*Source passage*.
---+---

CMSPT Projects

Research projects

Current research at the Centre for Moral, Social and Political Theory includes the following projects:

Benefiting from Injustice  (ARC Discovery Grant)

Christian Barry, Bob Goodin, Gerhard Øverland, Lea Ypi

Do people have duties to address injustices arising from the fact that they are benefiting from them or have benefited from them in the past? This project investigates the quite different ways in which people and groups can be said to benefit from injustice, and the distinct moral reasons that beneficiaries of injustice have to address the harms suffered by the victims of injustice. We also explore the implications of our findings for thinking about key areas of public concern-policies regarding the treatment of former colonies and indigenous populations of colonized territories, international trade, and climate change.

The Responsibilities of the Affluent to Address Global Poverty (ARC Discovery Grant)

Christian Barry, Gerhard Øverland, Thomas Pogge

In this project we will investigate the duties of people in wealthy countries to address global poverty. Two principles are commonly invoked in support of the view that we-the affluent in the developed world-have weighty moral reasons (hereafter referred to as ‘responsibilities’) to address global poverty. The first is based on the idea that because the poor are in severe need and we are in a position to alleviate such need at moderate cost, we have responsibilities to do so-the principle of assistance. The second is based on the idea that because the poor are in severe need and we have contributed or are contributing to their need we have responsibilities to alleviate it-the principle of contribution. The aim of this project is to explore the meaning, moral significance, and some practical implications of these two principles.

Who owns it? Land claims in Latin America (Research Council of Norway Grant)

Christian Barry, Gerhard Øverland, Jemima Garcia-Godos

Conflicts due to unresolved land claims are a pressing political and social issue throughout Latin America. The aim of this project is to investigate the legitimacy of land claims by both indigenous and non-indigenous communities in Latin America, and to explore the means that these communities can adopt to vindicate the justified land claims that they may have. A better understanding of the normative considerations that underlie land claims and the strategies that have been adopted to pursue them in Latin America can help facilitate dialogue between social actors that currently are in conflict over land claims. The primary objectives of this project are to investigate and evaluate the moral legitimacy of land claims by indigenous and non-indigenous communities in Latin America, and to explore the means that these groups can adopt to vindicate those of their claims that are legitimate.

Political Normativity and the Feasibility Requirement (ARC Discovery Grant)

---+---

*Dataset*.
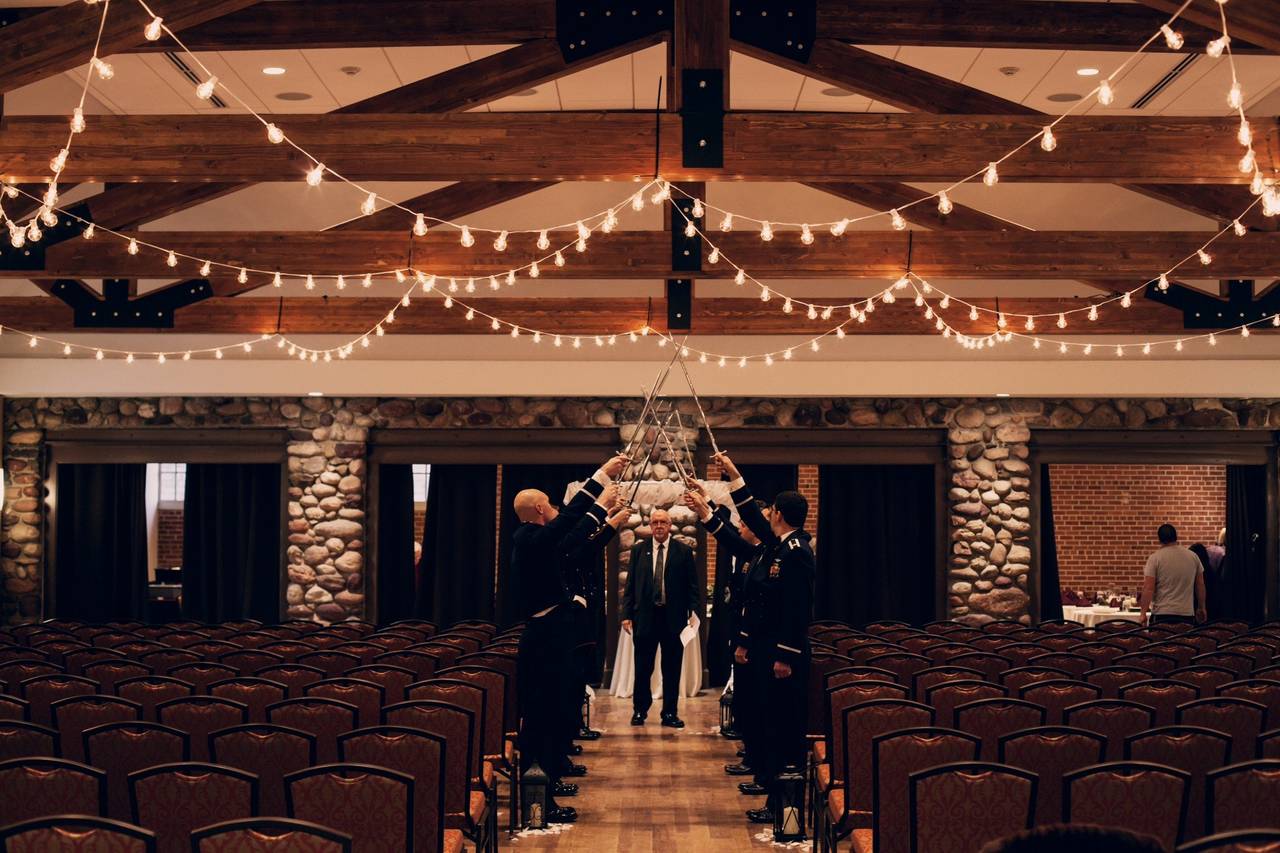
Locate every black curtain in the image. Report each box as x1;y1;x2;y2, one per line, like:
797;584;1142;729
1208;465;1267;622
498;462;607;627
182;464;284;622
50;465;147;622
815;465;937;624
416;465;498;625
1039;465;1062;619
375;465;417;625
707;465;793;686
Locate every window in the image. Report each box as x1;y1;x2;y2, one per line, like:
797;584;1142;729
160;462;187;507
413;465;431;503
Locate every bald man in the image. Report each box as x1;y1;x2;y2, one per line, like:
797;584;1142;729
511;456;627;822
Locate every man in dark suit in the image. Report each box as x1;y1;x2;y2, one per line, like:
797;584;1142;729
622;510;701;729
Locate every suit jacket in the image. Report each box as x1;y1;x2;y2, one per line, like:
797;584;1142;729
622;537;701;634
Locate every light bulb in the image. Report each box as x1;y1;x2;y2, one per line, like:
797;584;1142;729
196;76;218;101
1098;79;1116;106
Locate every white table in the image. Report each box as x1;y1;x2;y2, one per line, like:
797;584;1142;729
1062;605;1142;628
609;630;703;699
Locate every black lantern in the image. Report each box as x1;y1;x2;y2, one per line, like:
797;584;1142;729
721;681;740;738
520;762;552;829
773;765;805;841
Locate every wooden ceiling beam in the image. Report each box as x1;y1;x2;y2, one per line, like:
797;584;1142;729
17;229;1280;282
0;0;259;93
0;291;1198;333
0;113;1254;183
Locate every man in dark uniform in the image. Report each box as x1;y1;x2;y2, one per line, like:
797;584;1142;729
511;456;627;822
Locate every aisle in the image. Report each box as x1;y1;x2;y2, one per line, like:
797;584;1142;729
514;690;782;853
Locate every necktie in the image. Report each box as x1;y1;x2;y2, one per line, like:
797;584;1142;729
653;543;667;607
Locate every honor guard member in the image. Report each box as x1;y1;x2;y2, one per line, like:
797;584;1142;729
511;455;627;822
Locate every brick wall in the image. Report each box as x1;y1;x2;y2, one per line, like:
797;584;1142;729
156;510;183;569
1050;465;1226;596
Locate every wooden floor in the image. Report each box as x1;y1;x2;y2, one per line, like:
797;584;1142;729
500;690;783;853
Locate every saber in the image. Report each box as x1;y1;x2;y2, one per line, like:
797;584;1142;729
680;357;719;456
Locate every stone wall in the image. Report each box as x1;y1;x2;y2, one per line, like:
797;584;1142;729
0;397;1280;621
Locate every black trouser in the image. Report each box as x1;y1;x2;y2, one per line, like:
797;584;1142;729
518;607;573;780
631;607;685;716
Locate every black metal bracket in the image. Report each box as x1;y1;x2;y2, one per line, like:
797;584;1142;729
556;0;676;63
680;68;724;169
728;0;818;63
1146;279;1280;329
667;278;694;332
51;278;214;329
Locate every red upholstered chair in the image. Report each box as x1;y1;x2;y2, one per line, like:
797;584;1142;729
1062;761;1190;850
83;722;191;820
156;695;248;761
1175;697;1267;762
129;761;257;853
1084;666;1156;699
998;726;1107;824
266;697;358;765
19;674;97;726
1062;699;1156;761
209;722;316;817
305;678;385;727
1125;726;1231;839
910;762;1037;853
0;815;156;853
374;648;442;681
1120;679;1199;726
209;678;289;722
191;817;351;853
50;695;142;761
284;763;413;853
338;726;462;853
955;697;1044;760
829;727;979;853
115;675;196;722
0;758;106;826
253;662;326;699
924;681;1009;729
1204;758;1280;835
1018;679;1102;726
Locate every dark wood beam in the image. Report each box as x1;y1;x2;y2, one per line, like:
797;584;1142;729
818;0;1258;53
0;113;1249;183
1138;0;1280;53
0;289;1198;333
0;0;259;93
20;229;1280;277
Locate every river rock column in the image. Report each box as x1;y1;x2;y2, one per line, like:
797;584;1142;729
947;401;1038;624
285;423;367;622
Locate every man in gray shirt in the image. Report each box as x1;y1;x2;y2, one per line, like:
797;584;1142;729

---+---

*Goal*.
Continue the page on the research centre's projects from its last line.

*Output*.
Nic Southwood, Geoff Brennan, David Estlund 

It is commonly assumed that normative theorising about social and political reality must be feasible in outlook, that it must not go beyond what may realistically be achieved. Yet the 'Feasibility Requirement', as we call it, has received little serious scholarly attention. This project will investigate the nature, justification, and implications of the Feasibility Requirement. We shall approach this task in a highly multi-disciplinary way, combining general philosophical and social scientific analysis with detailed consideration of the implications of the Feasibility Requirement for a number of pressing real-world issues, including climate change, multiculturalism, political participation, inequality, historical justice, and war.

Well-Being, Preferences, and Basic Goods (ARC Discovery Early Career Research Award)

Rachael Briggs

The concept of wellbeing plays a foundational role in decision theory, ethics, and public policy. Yet this crucial concept is ill-understood: policymakers, economists, and ethicists hold wildly divergent understandings of the public benefit at which they aim. This project will develop a clear, unified account of wellbeing, which combines the virtues of two common types of views—preference theories and objective list theories. The account will ground wellbeing in actual preferences, while making room for the observation that people sometimes prefer what is bad for them. It will use decision-theoretic tools to shed light on ethical issues.

Justifying War (ARC Discovery Early Career Research Award)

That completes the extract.